Repeat exactly the lines that run from the one containing "Place one point on every instance of the blurred" to the end of the data, and leave out all others.

> _TASK INPUTS_
'''

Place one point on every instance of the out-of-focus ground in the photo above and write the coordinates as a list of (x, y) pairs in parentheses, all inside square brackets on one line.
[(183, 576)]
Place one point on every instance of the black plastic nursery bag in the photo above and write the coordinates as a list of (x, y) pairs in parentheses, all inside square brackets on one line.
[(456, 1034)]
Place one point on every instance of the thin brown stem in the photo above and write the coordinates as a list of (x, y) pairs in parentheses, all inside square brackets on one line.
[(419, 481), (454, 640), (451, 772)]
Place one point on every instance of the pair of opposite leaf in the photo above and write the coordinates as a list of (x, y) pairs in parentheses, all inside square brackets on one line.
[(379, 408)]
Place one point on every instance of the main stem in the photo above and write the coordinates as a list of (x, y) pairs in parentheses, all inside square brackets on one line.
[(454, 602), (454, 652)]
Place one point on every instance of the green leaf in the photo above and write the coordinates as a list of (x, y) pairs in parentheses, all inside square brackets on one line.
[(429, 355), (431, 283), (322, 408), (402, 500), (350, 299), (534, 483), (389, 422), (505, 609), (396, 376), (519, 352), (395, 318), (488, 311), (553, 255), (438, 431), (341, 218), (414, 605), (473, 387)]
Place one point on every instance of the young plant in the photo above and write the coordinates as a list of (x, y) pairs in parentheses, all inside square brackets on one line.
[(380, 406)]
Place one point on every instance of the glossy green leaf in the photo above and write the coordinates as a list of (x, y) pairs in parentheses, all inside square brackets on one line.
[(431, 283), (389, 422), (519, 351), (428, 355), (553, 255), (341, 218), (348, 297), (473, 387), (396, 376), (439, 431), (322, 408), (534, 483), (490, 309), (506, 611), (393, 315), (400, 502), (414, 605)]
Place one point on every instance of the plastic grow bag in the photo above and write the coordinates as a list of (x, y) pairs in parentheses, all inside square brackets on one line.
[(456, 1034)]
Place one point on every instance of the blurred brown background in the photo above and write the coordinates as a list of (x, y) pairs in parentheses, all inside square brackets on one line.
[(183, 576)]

'''

> _FINISHED EXERCISE_
Place one point on every instance of the blurred brown background in the photo above and write the coordinates as a list of (x, y) pairs in parentheses, all inside square brackets on one line.
[(183, 576)]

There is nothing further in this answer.